──────── PROVIDED PASSAGE ────────
If you have been following along, you already know that the L&NC module 1, lower level is a complex beast. Here’s the state of the accumulated electronics as of today. I’ve talked about quite a bit of it, but there are still key areas to discuss.
Block detection on this first module turned out to be somewhat challenging because of the large number of blocks—24— in a relatively small space.
24 Blocks?
Obviously, the mainline, secondary/yard lead track and a siding are only part of the story. Two big factors in the block count are Red Bluffs Yard (5) and the Roundhouse turntable, tracks and lead in (9). Block arrangement is sometimes dictated by the Peco power routing turnouts I use and the need for insulating gaps; block 11 is ultra small (I’m rethinking the block boundaries here — adding/consolidating feeders and re-gapping is no big deal) because it is at the edge of the module and includes a turnout. The feeder map below will give you some idea of the block layout.
Current sensing takes time.
──────── DATASET ROWS ────────
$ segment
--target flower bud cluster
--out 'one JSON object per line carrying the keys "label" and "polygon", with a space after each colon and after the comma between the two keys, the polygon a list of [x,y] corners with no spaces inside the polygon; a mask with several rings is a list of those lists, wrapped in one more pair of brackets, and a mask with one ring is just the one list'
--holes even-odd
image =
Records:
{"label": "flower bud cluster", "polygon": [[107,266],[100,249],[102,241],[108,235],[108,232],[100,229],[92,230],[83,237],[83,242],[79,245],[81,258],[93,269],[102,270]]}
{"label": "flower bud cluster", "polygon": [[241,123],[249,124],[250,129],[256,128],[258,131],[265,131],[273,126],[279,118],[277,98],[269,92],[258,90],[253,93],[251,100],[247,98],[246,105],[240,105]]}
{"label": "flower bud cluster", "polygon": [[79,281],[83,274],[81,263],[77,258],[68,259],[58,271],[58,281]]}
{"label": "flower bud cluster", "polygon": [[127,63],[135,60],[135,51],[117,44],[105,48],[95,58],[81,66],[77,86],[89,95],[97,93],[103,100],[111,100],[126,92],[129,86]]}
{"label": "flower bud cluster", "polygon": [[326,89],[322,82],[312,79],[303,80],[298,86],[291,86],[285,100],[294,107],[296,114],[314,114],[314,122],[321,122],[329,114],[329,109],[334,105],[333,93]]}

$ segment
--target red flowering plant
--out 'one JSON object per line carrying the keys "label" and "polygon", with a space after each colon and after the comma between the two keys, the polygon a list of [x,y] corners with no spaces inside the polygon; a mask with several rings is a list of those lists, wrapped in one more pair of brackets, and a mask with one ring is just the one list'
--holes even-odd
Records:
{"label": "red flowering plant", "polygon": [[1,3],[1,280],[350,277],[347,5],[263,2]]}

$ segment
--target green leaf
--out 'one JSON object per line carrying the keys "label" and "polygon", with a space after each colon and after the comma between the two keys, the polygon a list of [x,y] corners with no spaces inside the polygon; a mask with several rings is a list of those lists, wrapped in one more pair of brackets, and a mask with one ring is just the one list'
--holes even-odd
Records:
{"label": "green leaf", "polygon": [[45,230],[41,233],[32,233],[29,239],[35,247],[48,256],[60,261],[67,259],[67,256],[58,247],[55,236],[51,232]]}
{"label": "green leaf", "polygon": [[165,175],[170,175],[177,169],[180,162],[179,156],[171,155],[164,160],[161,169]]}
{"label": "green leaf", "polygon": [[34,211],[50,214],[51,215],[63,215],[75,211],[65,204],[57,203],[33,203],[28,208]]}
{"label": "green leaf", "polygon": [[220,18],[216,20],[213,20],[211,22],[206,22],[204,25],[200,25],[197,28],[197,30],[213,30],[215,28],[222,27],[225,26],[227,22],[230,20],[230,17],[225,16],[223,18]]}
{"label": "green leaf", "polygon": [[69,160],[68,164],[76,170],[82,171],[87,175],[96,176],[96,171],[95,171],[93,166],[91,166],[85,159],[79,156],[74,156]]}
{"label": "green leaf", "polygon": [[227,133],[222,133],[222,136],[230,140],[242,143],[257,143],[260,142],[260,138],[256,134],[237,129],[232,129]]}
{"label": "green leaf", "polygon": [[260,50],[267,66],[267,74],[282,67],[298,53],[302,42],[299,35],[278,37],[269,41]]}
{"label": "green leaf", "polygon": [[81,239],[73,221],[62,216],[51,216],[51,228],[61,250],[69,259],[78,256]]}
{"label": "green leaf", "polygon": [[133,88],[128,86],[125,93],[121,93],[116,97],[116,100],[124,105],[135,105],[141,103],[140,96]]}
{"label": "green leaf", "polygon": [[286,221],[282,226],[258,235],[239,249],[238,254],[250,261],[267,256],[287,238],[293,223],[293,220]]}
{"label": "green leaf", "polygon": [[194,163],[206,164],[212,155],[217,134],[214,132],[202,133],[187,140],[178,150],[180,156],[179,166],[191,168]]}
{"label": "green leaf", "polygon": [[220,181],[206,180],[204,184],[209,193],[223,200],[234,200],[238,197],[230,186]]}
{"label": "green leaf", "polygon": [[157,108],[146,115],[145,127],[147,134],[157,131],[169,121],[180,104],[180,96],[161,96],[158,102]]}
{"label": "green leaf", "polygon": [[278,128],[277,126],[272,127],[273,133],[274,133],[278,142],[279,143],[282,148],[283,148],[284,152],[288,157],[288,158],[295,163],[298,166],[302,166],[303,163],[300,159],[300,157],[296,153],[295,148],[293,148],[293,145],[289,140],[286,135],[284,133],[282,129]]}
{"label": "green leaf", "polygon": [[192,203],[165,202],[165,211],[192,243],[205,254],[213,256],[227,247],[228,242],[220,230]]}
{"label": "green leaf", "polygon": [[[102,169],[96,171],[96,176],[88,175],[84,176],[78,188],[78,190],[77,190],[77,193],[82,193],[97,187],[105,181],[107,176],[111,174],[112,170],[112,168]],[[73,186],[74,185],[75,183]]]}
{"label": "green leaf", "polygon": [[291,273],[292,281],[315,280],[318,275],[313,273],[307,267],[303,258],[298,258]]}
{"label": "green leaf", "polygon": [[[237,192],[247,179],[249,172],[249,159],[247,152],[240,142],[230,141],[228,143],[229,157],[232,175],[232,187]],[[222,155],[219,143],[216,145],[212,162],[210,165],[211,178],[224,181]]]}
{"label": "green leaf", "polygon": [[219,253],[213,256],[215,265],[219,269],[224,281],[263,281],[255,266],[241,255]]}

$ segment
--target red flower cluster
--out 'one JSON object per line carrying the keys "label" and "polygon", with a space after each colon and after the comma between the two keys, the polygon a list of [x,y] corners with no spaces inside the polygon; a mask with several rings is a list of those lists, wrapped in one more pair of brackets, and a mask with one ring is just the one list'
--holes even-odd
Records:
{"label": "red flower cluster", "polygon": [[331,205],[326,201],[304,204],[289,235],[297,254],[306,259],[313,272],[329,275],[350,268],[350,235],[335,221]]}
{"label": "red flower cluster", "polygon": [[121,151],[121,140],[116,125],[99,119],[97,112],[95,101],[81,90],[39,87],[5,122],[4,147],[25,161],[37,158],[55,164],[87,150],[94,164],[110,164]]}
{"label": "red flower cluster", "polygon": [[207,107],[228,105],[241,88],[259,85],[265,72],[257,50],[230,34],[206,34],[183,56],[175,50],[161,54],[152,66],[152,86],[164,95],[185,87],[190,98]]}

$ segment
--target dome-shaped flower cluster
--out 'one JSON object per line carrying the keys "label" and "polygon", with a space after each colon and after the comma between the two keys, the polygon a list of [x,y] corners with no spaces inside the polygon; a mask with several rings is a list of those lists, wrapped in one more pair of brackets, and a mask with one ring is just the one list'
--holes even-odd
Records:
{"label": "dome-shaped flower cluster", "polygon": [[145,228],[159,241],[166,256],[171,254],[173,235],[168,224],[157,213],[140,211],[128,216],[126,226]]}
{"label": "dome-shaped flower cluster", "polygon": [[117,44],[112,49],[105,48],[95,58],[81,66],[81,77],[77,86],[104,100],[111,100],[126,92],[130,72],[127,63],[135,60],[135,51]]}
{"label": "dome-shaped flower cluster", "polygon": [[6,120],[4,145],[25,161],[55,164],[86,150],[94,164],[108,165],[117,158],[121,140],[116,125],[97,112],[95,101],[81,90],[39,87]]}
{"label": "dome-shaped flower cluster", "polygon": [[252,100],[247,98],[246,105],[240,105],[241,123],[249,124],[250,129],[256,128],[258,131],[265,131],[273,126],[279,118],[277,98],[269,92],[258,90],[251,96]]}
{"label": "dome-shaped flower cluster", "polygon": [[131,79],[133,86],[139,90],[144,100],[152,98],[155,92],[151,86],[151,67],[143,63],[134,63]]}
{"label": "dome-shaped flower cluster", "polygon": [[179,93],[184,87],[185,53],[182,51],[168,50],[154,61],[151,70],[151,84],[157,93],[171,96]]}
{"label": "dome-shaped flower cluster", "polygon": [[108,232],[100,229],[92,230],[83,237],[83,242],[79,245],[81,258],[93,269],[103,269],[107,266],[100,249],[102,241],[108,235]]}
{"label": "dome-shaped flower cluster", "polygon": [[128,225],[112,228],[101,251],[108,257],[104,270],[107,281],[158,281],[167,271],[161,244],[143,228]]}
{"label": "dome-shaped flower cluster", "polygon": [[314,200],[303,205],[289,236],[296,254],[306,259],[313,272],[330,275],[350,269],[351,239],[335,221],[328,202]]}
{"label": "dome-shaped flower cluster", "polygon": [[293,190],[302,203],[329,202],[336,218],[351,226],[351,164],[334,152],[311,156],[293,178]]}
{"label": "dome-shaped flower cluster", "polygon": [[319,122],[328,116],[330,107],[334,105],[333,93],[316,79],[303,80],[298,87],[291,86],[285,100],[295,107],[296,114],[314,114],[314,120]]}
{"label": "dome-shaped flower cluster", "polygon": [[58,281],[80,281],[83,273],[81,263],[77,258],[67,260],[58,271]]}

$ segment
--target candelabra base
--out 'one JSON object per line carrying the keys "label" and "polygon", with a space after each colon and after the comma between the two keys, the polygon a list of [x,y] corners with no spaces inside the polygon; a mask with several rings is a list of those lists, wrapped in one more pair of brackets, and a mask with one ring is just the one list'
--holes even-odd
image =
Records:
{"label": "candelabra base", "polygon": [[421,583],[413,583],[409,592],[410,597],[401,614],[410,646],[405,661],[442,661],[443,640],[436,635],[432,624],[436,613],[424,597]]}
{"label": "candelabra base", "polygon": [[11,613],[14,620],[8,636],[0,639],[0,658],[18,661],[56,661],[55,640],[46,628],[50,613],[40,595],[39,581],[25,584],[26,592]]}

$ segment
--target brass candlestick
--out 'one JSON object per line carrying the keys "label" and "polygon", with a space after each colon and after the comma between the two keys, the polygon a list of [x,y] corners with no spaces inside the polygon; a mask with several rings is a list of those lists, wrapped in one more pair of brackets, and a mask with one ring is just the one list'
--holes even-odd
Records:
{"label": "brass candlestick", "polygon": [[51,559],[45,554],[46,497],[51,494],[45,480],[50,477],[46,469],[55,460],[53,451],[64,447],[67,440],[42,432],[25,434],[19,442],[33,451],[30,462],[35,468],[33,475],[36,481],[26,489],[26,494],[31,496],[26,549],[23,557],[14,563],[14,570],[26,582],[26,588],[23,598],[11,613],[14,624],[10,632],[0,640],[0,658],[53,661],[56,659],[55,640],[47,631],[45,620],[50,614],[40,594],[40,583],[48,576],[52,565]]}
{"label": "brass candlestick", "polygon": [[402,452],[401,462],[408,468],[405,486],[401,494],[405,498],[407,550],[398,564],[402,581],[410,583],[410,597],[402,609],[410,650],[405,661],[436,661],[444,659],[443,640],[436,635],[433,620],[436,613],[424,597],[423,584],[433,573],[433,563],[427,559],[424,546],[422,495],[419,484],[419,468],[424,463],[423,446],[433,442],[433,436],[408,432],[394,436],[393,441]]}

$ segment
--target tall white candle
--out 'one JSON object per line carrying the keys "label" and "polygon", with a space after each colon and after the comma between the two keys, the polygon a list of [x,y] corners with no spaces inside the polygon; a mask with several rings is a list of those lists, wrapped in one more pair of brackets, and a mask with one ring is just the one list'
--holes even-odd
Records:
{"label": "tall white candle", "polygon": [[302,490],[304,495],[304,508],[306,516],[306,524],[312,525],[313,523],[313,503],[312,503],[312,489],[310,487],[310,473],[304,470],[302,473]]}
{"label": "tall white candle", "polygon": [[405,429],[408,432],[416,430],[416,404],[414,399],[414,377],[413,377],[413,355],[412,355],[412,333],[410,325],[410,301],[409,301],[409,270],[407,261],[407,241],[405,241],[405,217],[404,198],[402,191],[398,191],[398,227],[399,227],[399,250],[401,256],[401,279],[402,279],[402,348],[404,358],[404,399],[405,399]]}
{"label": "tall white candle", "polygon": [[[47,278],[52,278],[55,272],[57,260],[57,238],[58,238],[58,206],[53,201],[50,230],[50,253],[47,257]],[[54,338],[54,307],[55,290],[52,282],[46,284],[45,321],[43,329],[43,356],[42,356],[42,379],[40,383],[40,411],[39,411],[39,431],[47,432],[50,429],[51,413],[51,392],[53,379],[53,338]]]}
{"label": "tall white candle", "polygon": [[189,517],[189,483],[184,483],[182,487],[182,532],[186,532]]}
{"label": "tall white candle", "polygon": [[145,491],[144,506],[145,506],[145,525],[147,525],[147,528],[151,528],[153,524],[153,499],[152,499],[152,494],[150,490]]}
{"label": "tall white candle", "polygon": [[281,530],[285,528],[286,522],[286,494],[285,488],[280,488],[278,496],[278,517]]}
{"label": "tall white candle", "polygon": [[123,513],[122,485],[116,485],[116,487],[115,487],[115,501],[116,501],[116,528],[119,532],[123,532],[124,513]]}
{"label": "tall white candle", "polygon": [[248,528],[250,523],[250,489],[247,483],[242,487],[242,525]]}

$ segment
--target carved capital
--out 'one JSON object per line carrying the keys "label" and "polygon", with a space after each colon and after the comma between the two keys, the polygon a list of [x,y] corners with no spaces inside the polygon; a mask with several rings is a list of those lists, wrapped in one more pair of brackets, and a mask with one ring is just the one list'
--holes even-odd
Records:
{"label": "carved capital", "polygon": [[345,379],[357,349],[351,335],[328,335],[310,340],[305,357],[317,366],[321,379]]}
────────
- _TASKS FOR THIS EXERCISE_:
a – In the model railroad post, how many of the blocks belong to Red Bluffs Yard?
b – Please return everything in the model railroad post from "Block detection on" down to "the block layout.".
c – Write the next part of the model railroad post, picking up after its final sentence.
The listing has no connection to the model railroad post.

- _TASK-BY-TASK OUTPUTS_:
a – Five.

b –
Block detection on this first module turned out to be somewhat challenging because of the large number of blocks—24— in a relatively small space.
24 Blocks?
Obviously, the mainline, secondary/yard lead track and a siding are only part of the story. Two big factors in the block count are Red Bluffs Yard (5) and the Roundhouse turntable, tracks and lead in (9). Block arrangement is sometimes dictated by the Peco power routing turnouts I use and the need for insulating gaps; block 11 is ultra small (I’m rethinking the block boundaries here — adding/consolidating feeders and re-gapping is no big deal) because it is at the edge of the module and includes a turnout. The feeder map below will give you some idea of the block layout.

c –
Regardless of the type of sensor you use, the single most important factor is the time it takes for an ADC (analog-to-digital converter) to read the sensor. On an Arduino board with a 10-bit ADC (most boards), it takes 50 μs; if you need to do 100 reads to get an RMS reading, the total read time will be more than 5 ms; add waiting between readings plus calculation time and you need 80 – 100 ms to read a single current sensor. If you are doing only a few, that should present no problems.
But with 24 blocks you are looking at 2+ seconds to do a complete read cycle at that rate. That is an eternity if you are trying to do more than that with the microcontroller. Frankly, its even an eternity just in the context of BOD, because that 2+ seconds for a read cycle limits how fast the system can respond to changes in block occupancy.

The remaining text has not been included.